- Exercise set
1. Please copy out, word for word, the passage of the dog-walking text starting with "For instance, I" and going on through "will do next.".
2. Answer these questions from the dog-walking text.
(a) From how far away does Heston spot the isolated joggers he can't handle?
(b) About how far away was the jogger seen last week?
(c) What did Flika do to avoid going back the way she came?

----- Excerpt to read

Keeping your dog safe on walks

I make no bones about it: I love a challenge. And I work with some dogs with pretty challenging behaviour. Sometimes that means making some adjustments in the dog’s life, be that for the duration of the training programme (with an aim of phasing those adjustments out) or for the duration of the dog’s life.

What I’m exploring today is how you can keep your dogs as safe as possible without compromising your daily walk.

Why am I even thinking about this?

What I love about dogs is that they are so utterly predictable. What I hate about people is that they aren’t.

For instance, I know my Heston. Crowds, he can handle. Hunters, he can handle. Joggers at the lake in groups, he can handle. Isolated joggers running towards us when he’s spotted them coming over 200m away, he can’t handle.

Predictable.

And I can predict what he’ll do. First he’ll see them and stop. He’ll assess the situation. He’ll decide they’re a threat. He’ll start pulling towards them. He growls. He’ll back and bark as they go past and if they’re too close, there’ll be lunges as well. He doesn’t snap or bite. To be honest, with a bark like his, he doesn’t need to.

So predictable I’d put money on his behaviour.

But people aren’t predictable. Never bet on what a person will do next.

Like last week when I saw a jogger coming towards us about 300m away or so. I turned round, backtracked, slipped behind a fence and waited until she’d gone past. She saw me and I have no doubt she saw me trying to clip Tilly back onto the lead and wrestle Flika who decided the best way to avoid going back the way she came was to stage a sit-in.

----------
----- Supplied material

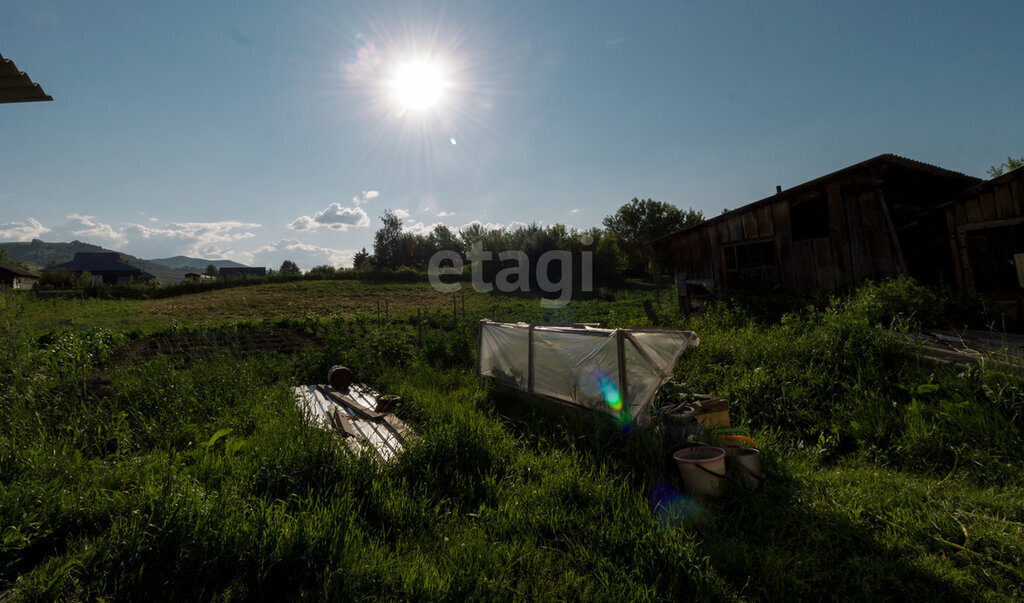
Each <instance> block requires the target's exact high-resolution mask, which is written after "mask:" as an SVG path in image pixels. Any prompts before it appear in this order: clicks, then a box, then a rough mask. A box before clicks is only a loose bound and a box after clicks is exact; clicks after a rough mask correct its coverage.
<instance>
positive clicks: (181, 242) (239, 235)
mask: <svg viewBox="0 0 1024 603" xmlns="http://www.w3.org/2000/svg"><path fill="white" fill-rule="evenodd" d="M259 227H260V224H256V223H254V222H240V221H237V220H222V221H219V222H171V223H170V224H168V225H167V226H164V227H158V226H147V225H145V224H128V225H126V226H123V227H122V228H121V229H120V232H121V233H122V234H123V235H126V236H131V238H132V239H134V240H135V241H140V240H144V241H151V242H154V243H159V242H160V241H161V240H164V241H166V242H176V243H177V244H178V245H175V246H174V247H173V251H174V253H182V254H184V255H189V256H203V257H208V258H211V259H218V258H223V257H225V256H226V255H230V254H232V253H234V252H233V249H232V248H227V249H222V248H221V245H223V244H229V243H233V242H238V241H246V240H248V239H254V238H255V236H256V233H255V232H253V229H255V228H259ZM161 249H162V250H168V251H170V249H169V248H168V247H167V246H166V245H165V246H163V247H162V248H161ZM151 257H152V256H151ZM231 259H233V258H231Z"/></svg>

----------

- Exercise answers
1.
For instance, I know my Heston. Crowds, he can handle. Hunters, he can handle. Joggers at the lake in groups, he can handle. Isolated joggers running towards us when he’s spotted them coming over 200m away, he can’t handle.

Predictable.

And I can predict what he’ll do. First he’ll see them and stop. He’ll assess the situation. He’ll decide they’re a threat. He’ll start pulling towards them. He growls. He’ll back and bark as they go past and if they’re too close, there’ll be lunges as well. He doesn’t snap or bite. To be honest, with a bark like his, he doesn’t need to.

So predictable I’d put money on his behaviour.

But people aren’t predictable. Never bet on what a person will do next.

2.
(a) Over 200m away.
(b) About 300m away or so.
(c) She staged a sit-in.